═══ Task input
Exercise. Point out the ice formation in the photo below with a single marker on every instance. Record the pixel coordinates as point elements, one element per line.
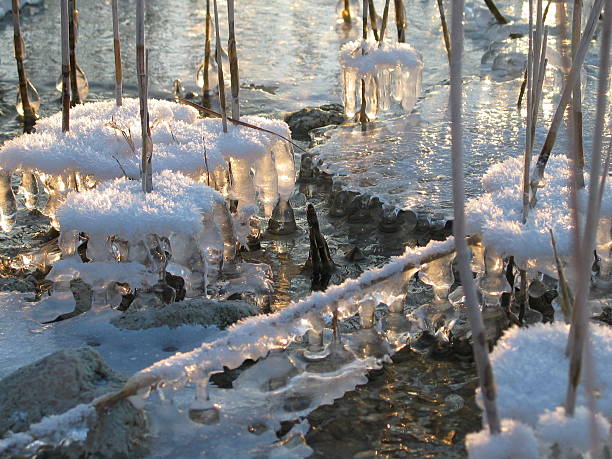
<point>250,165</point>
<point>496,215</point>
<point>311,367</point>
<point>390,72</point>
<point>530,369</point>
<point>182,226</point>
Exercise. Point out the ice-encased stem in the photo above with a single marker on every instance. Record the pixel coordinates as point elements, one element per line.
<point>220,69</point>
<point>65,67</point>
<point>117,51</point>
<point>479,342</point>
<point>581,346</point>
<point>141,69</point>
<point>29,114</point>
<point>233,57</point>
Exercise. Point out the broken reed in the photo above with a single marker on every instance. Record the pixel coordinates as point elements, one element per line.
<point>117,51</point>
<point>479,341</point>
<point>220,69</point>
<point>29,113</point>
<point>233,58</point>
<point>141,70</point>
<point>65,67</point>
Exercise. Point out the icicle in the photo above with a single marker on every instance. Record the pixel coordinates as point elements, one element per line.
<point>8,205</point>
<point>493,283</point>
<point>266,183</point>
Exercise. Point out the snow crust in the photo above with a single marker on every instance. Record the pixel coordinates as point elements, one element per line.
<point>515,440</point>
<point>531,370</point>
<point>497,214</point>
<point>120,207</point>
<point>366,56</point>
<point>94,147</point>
══════
═══ Task input
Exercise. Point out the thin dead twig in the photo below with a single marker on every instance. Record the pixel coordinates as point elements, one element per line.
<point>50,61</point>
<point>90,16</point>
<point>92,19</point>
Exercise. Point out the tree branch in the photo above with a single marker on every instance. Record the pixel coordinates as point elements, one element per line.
══════
=== Work instruction ===
Precisely the lines between those holding "Exercise. Point out the thin" and "Exercise. Point out the tree", inclusive, are to be reproduced from the listing above, with nothing added.

=== Written solution ===
Exercise. Point out the thin dead twig in the photo below with a single marker on every instance. Record the pixel coordinates as point elements, one element per line.
<point>50,61</point>
<point>90,16</point>
<point>92,19</point>
Exercise. Point out the tree branch in the photo above with a single marker on every instance. Record the pixel coordinates as point elements, one element per line.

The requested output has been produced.